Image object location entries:
=-=-=-=-=
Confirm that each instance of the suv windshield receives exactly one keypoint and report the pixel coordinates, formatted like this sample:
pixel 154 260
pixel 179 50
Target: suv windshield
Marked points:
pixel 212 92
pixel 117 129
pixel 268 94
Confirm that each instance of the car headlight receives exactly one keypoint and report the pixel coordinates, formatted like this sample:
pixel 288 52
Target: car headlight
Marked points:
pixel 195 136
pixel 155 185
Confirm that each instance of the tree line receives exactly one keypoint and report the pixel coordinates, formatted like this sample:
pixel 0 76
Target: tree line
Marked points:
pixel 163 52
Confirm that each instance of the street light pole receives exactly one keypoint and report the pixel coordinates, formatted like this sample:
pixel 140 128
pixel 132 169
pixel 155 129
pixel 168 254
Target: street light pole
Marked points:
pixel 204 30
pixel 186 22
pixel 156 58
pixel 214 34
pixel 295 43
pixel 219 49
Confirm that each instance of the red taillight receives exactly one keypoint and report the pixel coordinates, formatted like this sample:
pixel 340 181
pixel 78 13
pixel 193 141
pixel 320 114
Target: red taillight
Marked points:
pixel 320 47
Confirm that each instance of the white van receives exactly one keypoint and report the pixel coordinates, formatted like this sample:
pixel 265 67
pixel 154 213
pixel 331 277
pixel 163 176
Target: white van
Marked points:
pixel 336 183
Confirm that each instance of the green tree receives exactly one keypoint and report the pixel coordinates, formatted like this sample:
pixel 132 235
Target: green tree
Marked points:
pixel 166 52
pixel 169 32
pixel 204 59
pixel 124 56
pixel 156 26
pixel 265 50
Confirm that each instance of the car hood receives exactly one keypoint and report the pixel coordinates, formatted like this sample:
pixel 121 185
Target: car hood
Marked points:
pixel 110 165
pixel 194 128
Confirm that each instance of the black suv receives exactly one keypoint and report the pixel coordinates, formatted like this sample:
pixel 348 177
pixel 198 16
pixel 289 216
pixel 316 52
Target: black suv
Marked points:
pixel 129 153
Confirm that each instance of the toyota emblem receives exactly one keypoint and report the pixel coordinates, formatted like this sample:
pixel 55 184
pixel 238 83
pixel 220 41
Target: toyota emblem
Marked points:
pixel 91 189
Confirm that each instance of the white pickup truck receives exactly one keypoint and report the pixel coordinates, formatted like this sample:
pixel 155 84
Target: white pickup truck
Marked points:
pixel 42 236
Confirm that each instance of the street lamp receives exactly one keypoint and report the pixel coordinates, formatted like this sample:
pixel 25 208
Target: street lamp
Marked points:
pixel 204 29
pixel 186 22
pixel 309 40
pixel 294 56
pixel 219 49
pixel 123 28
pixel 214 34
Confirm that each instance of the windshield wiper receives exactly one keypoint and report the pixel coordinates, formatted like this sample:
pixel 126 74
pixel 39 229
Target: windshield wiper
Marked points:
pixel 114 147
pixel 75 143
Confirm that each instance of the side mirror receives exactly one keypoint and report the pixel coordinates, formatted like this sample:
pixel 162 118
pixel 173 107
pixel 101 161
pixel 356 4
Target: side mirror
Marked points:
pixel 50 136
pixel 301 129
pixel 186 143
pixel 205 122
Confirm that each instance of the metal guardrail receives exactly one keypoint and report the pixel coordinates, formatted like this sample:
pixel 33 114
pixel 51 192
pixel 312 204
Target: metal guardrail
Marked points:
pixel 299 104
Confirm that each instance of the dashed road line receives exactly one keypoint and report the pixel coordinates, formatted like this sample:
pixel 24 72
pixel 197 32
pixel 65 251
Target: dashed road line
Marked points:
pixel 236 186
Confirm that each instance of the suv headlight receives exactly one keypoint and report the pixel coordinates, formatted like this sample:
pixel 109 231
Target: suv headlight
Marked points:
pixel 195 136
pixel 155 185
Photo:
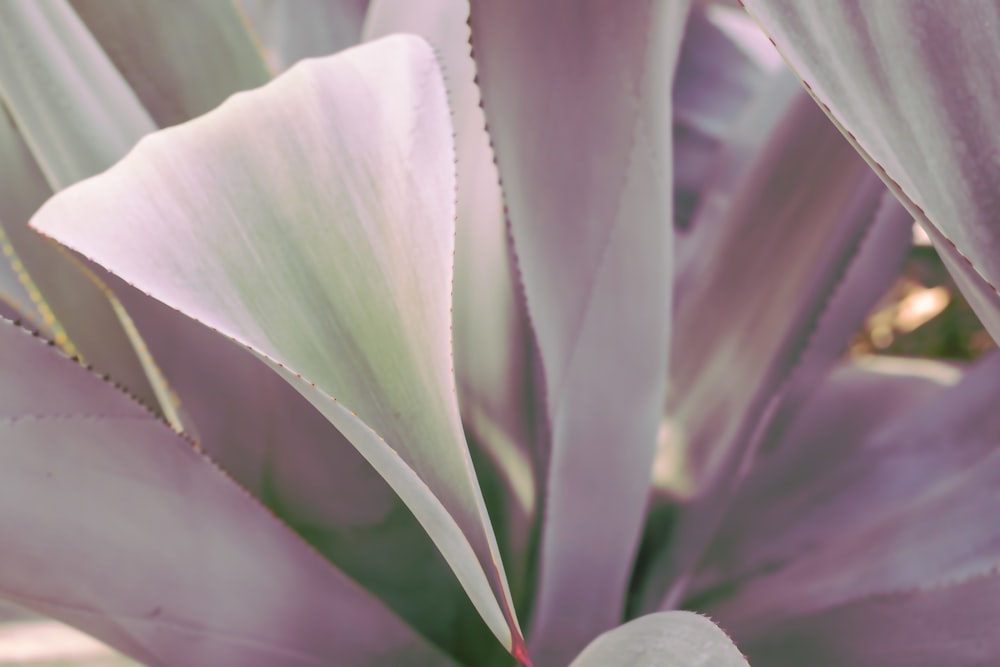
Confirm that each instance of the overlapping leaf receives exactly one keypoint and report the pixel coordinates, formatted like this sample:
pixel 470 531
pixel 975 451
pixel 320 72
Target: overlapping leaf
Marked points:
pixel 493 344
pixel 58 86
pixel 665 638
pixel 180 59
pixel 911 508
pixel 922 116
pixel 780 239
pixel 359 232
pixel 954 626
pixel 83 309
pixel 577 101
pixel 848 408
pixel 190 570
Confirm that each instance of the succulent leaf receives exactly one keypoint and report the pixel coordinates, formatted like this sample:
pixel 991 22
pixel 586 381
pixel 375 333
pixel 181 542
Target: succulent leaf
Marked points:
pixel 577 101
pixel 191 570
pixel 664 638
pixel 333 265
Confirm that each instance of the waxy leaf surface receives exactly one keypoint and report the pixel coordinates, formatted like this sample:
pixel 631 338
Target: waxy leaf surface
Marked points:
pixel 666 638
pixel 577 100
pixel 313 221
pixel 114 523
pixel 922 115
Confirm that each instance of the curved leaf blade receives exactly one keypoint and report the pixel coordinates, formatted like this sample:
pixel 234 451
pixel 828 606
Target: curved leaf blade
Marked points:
=-=-=-=-=
From the entries above, output every line exactly and omit any image.

Confirm that each instance of the suv windshield receives exactly one keypoint and report the pixel coordinates, formatted like this sample:
pixel 154 260
pixel 179 50
Target: suv windshield
Marked points:
pixel 212 92
pixel 117 129
pixel 268 94
Confirm that each instance of the car headlight receives exactly one keypoint and report the pixel coordinates, formatted like this sample:
pixel 288 52
Target: car headlight
Marked points:
pixel 195 136
pixel 155 185
Confirm that each instance of the tree line receives exactly one keypoint and report the pixel coordinates, formatted like this sample:
pixel 0 76
Target: tree line
Marked points:
pixel 163 52
Confirm that each instance of the street light pole receives exactly one keypoint and report the pixel coordinates, formatted like this sample:
pixel 140 128
pixel 132 169
pixel 155 129
pixel 168 254
Target: street light pole
Marked points:
pixel 204 30
pixel 186 22
pixel 156 58
pixel 214 34
pixel 295 43
pixel 219 49
Confirm that each instance of the red taillight receives exactly one keypoint and report the pixel coordinates, formatted like this sample:
pixel 340 181
pixel 78 13
pixel 193 141
pixel 320 114
Target: red taillight
Marked points:
pixel 320 47
Confirm that each instance of the white van receives exactly one keypoint and report the pixel coordinates, formatted like this sample:
pixel 265 67
pixel 154 213
pixel 331 277
pixel 163 176
Target: white van
Marked points:
pixel 336 183
Confirm that each instance of the green tree receives exactly one keypoint and report the pixel coordinates, formatted like this sample:
pixel 132 235
Target: green tree
Marked points:
pixel 166 52
pixel 169 32
pixel 204 59
pixel 124 56
pixel 156 26
pixel 265 50
Confirm that each instance of the car hood receives exactly one keypoint and report the pixel coordinates, formatted like this sample:
pixel 121 185
Target: car hood
Marked points:
pixel 110 165
pixel 194 128
Confirm that each instance of the black suv receives exactly one keypoint and report the pixel coordinates, formatted like this sample:
pixel 348 177
pixel 198 16
pixel 289 216
pixel 316 52
Target: black suv
Marked points:
pixel 129 153
Confirm that each instance of the toyota emblem receives exactly one keypoint and report the pixel coordinates, formatted like this sample:
pixel 55 184
pixel 238 83
pixel 220 41
Target: toyota emblem
Marked points:
pixel 91 189
Confirm that each instance of the white pickup truck receives exactly one keypoint and report the pixel coordinates, formatted like this sample:
pixel 155 84
Target: white pickup truck
Marked points:
pixel 42 236
Confirm that each instance of the street lamp receives exactly one keypoint and report the pixel coordinates, formatted like this sample:
pixel 25 208
Target: street lamp
Marked points:
pixel 204 29
pixel 186 22
pixel 309 40
pixel 294 56
pixel 219 49
pixel 123 28
pixel 214 34
Confirm that each instance of the windshield wiper receives exactly one keypoint and report the pixel coordinates, formatted like this sample:
pixel 126 74
pixel 39 229
Target: windshield wiper
Marked points:
pixel 114 147
pixel 75 143
Confirm that each instance of the side mirror receives exactly one keypoint and report the pixel coordinates, formatted like this sample:
pixel 162 118
pixel 173 107
pixel 101 161
pixel 356 4
Target: side mirror
Marked points:
pixel 50 136
pixel 301 129
pixel 186 143
pixel 205 122
Confirm that each instance of the metal guardrail receives exactly one keypoint and report the pixel coordinates, formatted like this sample:
pixel 33 114
pixel 51 192
pixel 312 204
Target: metal guardrail
Marked points:
pixel 299 104
Confirm that each instance of the dashed road line receives exactly one keypoint and report the pixel coordinates, formatted like this sample:
pixel 24 72
pixel 197 32
pixel 65 251
Target: dashed road line
Marked points:
pixel 236 186
Confirm that each instance of the suv headlight receives exactly one keypoint and report the pixel coordinates, formatted like this sample:
pixel 109 231
Target: suv headlight
Marked points:
pixel 195 136
pixel 155 185
Photo:
Confirm that each instance of the overlapping leaf receives exactly one keypoint and report the pixel coordinates, formatted like this sample:
pixel 470 531
pixel 975 451
pixel 320 72
Target: overlapping leaf
Marked points:
pixel 493 344
pixel 58 86
pixel 665 638
pixel 180 59
pixel 911 508
pixel 922 116
pixel 780 239
pixel 359 232
pixel 954 626
pixel 83 309
pixel 577 101
pixel 848 408
pixel 190 570
Confirm that each instance of the succulent leaf receives exactly one keypoint and report the pixel coordinates, formatted like this sample:
pixel 991 22
pixel 586 381
pixel 375 333
pixel 181 542
Target: succulent leaf
Marked points:
pixel 577 101
pixel 191 570
pixel 664 638
pixel 333 265
Confirm that each instance of the waxy leaf surface receives exactly one keypoint and report the pixel coordinates, formatted like this sample:
pixel 631 338
Target: waxy leaf surface
Marked points:
pixel 666 638
pixel 577 100
pixel 313 221
pixel 114 523
pixel 922 115
Confirm that each instance of the curved leaf blade receives exactly one keypoint and report the pixel coordinates, formatted like this sample:
pixel 234 451
pixel 828 606
Target: curved leaf blade
Marked points:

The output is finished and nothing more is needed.